Activity — The full set of entries below must be returned exactly as shown.

═══ Record excerpts

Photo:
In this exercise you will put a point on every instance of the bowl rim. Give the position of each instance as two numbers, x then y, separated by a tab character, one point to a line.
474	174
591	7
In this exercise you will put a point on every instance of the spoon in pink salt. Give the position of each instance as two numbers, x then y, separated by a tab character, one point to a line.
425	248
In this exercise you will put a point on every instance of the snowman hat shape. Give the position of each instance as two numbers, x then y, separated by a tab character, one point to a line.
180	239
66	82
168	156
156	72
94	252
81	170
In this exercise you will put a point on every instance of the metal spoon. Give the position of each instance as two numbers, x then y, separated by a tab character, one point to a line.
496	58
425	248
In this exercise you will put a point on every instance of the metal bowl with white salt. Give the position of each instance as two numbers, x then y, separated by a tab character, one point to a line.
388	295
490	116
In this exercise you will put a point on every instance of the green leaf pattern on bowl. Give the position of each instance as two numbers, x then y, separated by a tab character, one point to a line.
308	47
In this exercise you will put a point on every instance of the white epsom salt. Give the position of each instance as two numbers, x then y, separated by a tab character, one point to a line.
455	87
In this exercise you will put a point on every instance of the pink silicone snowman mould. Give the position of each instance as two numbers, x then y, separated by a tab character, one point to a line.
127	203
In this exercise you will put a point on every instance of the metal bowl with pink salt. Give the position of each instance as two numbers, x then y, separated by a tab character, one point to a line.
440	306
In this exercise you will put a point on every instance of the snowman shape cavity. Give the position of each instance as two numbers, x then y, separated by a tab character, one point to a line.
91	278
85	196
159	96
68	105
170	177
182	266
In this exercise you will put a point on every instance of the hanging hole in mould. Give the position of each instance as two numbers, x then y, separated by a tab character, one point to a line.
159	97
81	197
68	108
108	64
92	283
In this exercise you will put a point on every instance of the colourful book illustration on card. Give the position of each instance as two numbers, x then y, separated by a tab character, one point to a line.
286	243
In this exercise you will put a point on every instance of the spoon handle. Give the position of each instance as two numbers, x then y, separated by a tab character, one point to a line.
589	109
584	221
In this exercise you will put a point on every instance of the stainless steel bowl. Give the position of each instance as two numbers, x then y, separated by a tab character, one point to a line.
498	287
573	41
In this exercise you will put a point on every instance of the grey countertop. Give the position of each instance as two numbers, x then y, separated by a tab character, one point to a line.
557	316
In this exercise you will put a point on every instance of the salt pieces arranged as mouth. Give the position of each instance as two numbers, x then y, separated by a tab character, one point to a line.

══════

Result of this task —
Photo:
In this exercise you will put a point on every instance of the bowl rim. Give the position of each instance as two numbers, x then y, separated by a tab character, one point to a line.
474	174
591	7
In this exercise you will put a point on every instance of the spoon in pink salt. Give the position of each instance as two numbers, x then y, separated by a tab character, one point to a line.
425	248
In this exercise you will put a point on every instance of the snowman hat shape. Give the position of each instance as two numbers, x then y, separated by a tab character, one point to a line.
180	239
66	82
168	156
156	72
94	252
81	170
In this exercise you will put a point on every instance of the metal spoon. Give the position of each instance as two numbers, x then y, separated by a tab character, one point to a line.
496	58
425	248
In this exercise you will put a point on every instance of the metal bowl with white salt. Give the position of each instance as two numbers, x then y, separated by a tab character, one point to a line.
388	295
490	116
In this exercise you will put a point on every instance of the green leaf pattern on bowl. Give the position of each instance as two numbers, x then y, separated by a tab character, one point to a line.
308	47
In this exercise you will put a point on every instance of the white epsom salt. Give the position of each instance as two numbers, x then y, separated by a tab character, one point to a line.
455	87
In this exercise you will put a point on every instance of the pink silicone snowman mould. Give the position of each instance as two numbers, x then y, separated by a tab character, one point to a line.
127	203
In this exercise you will put a point on every instance of the metal bowl with pink salt. Give the position of each instance as two numbers, x then y, separated by a tab character, one point to a line.
440	306
In this exercise you will put a point on every instance of the snowman shape cavity. Give the position of each instance as two numbers, x then y, separated by a tab character, one point to a line.
91	278
85	196
159	96
68	105
170	177
182	266
In this exercise you will put a point on every instance of the hanging hole in mould. Give the position of each instance as two numbers, x then y, separated by a tab character, one point to a line.
159	97
81	197
68	108
108	64
92	283
In this exercise you will put a point on every instance of the colourful book illustration on card. Give the position of each instance as two numbers, x then y, separated by a tab character, one point to a line.
286	243
In this exercise you will put a point on every instance of the spoon handle. Give the position of each instance as two numbers, x then y, separated by a tab character, one point to a line.
589	109
584	221
In this exercise you will put a point on every instance of the stainless steel bowl. Give the position of each instance as two numbers, x then y, separated by a tab character, one point to a line.
498	287
573	41
In this exercise you will put a point on every instance of the grey countertop. Give the position of each instance as two numbers, x then y, separated by a tab character, one point to a line.
557	316
In this exercise you will put a point on every instance of the salt pieces arranged as mouth. Give the position of each instance as two numbers, x then y, separated by a tab character, one point to a line.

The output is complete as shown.